EXERCISE DETAILS. Number the lines below in a list, leaving out any blank lines.

━━━━━━━━

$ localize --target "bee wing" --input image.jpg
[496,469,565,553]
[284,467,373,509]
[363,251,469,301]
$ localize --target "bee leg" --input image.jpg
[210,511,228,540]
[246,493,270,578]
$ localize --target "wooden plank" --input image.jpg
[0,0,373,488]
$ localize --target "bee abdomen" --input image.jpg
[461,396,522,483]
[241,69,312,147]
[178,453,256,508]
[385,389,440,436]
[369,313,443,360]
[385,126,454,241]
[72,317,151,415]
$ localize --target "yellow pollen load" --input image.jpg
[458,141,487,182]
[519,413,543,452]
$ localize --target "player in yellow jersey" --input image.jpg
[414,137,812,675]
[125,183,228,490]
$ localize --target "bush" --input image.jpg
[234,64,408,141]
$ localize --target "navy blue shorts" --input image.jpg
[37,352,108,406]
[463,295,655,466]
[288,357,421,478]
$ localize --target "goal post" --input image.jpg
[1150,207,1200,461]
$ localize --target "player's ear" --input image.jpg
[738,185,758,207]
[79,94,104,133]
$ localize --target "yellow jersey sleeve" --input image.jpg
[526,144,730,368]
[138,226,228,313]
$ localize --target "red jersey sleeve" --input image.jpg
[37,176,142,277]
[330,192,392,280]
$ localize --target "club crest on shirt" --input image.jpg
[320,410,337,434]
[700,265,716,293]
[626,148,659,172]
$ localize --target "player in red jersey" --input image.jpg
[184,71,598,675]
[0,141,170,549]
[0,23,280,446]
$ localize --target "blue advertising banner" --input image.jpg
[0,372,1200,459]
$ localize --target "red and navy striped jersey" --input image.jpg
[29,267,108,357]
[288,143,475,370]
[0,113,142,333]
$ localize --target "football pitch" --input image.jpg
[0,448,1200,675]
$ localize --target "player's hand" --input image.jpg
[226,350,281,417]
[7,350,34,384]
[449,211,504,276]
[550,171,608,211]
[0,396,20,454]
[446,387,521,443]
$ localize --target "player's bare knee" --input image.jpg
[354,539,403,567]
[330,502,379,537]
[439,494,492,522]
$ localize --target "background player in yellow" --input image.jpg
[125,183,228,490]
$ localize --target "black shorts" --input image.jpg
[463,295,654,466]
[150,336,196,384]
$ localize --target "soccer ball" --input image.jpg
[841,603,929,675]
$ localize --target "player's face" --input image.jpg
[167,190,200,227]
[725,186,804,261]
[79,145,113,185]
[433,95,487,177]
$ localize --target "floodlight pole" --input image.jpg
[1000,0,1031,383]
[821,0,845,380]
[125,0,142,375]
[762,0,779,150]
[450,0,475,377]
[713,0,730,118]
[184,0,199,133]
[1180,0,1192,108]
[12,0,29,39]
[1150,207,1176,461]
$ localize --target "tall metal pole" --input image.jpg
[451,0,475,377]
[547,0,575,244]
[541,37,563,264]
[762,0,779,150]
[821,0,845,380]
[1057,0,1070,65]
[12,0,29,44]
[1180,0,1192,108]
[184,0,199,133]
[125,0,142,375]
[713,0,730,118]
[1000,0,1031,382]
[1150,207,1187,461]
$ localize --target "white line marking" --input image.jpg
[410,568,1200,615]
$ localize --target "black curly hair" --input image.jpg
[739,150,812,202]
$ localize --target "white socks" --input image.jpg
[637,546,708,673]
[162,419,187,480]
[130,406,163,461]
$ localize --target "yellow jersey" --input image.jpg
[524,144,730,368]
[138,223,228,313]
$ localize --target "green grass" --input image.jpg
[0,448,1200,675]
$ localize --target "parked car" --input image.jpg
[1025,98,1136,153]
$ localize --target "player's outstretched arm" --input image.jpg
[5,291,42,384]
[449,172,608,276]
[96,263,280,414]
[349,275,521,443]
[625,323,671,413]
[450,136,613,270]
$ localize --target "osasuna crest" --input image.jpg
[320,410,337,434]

━━━━━━━━

ANSWER IN FULL.
1. $ localize --target "bee wing" --input image.jpg
2. [496,469,565,553]
3. [284,467,373,509]
4. [363,251,469,301]
5. $ localize --target "bee leg" --input image.jpg
6. [210,511,228,540]
7. [246,493,270,578]
8. $ localize --target "wooden plank" --input image.jpg
9. [0,0,373,488]
10. $ localize --target "bee abdomen" --input image.jpg
11. [461,396,522,483]
12. [241,69,312,147]
13. [178,453,256,508]
14. [385,389,440,436]
15. [369,313,443,360]
16. [385,126,454,241]
17. [72,317,151,415]
18. $ localize --target "yellow pollen load" --input image.jpg
19. [458,141,487,182]
20. [519,413,543,452]
21. $ localize --target "player in yellow jersey" --input image.jpg
22. [414,137,812,675]
23. [125,183,228,490]
24. $ localize --target "bush" --input image.jpg
25. [234,64,408,141]
26. $ localize --target "navy blue shorts" --input image.jpg
27. [37,352,108,406]
28. [463,295,655,466]
29. [288,357,421,478]
30. $ localize --target "goal post" --input image.jpg
31. [1150,207,1200,461]
32. $ localize --target "player's ear" --input image.jpg
33. [738,185,758,207]
34. [79,94,104,133]
35. $ localize --target "yellow jersey sleeve" --input image.jpg
36. [526,144,730,368]
37. [138,226,228,313]
38. $ localize --target "red jersey sleeve" --input image.jpg
39. [37,176,142,277]
40. [330,192,392,280]
41. $ localize --target "club crest on shirt" --input image.jpg
42. [320,410,337,434]
43. [700,265,716,293]
44. [626,148,659,172]
45. $ localize --target "player in red jersey" --input image.jpg
46. [184,71,598,675]
47. [0,141,170,549]
48. [0,23,280,446]
49. $ localize --target "blue advertising banner" --input image.jpg
50. [0,372,1200,459]
51. $ localize --target "red and navy striped jersey" --input image.jpg
52. [29,267,108,357]
53. [288,143,475,370]
54. [0,113,142,333]
55. $ localize --target "football pitch" --input image.jpg
56. [0,448,1200,675]
57. $ localize --target "player's hand" --input image.jpg
58. [226,350,281,417]
59. [7,350,34,384]
60. [449,211,504,276]
61. [550,171,608,211]
62. [0,396,20,454]
63. [446,387,521,443]
64. $ localize --target "player's bare knee" --input image.jpg
65. [354,539,403,567]
66. [330,502,379,537]
67. [439,494,492,522]
68. $ localize --target "background player in yellow" --input image.jpg
69. [125,183,228,490]
70. $ localize --target "black shorts" --input image.jpg
71. [463,295,654,466]
72. [150,336,196,384]
73. $ localize --target "soccer ball" --input image.jpg
74. [841,603,929,675]
75. $ localize --target "player's face" --input image.jpg
76. [167,190,200,227]
77. [725,186,804,261]
78. [79,145,113,185]
79. [433,95,487,177]
80. $ localize --target "floodlight pole" --input image.jpg
81. [1000,0,1031,383]
82. [821,0,845,380]
83. [125,0,142,375]
84. [762,0,779,150]
85. [450,0,475,377]
86. [713,0,730,118]
87. [184,0,199,133]
88. [1180,0,1192,108]
89. [12,0,29,39]
90. [1150,207,1176,461]
91. $ localize --target "tall metal pole" --input image.jpg
92. [451,0,475,377]
93. [547,0,575,244]
94. [541,37,563,264]
95. [762,0,779,150]
96. [821,0,845,380]
97. [1057,0,1070,65]
98. [12,0,29,44]
99. [1180,0,1192,108]
100. [184,0,199,133]
101. [125,0,142,375]
102. [713,0,730,118]
103. [1000,0,1031,382]
104. [1150,207,1187,461]
105. $ localize --target "white line marking" --input image.jpg
106. [410,568,1200,615]
107. $ localize --target "black curly hair" --input image.jpg
108. [739,150,812,202]
109. $ localize --target "white socks" --input image.jpg
110. [637,546,708,673]
111. [162,419,187,480]
112. [130,406,163,461]
113. $ localize --target "yellow jersey" --input image.jpg
114. [524,144,730,368]
115. [138,223,228,313]
116. $ localize --target "green grass" --input image.jpg
117. [0,448,1200,675]
118. $ localize --target "parked car" --input image.jpg
119. [1025,98,1136,153]
120. $ localize --target "player's outstretched arm" --input image.jpg
121. [5,291,42,384]
122. [449,172,608,276]
123. [96,263,280,414]
124. [349,275,521,443]
125. [625,323,671,413]
126. [450,136,613,270]
127. $ localize --target "osasuna crest" --input image.jpg
128. [320,410,337,434]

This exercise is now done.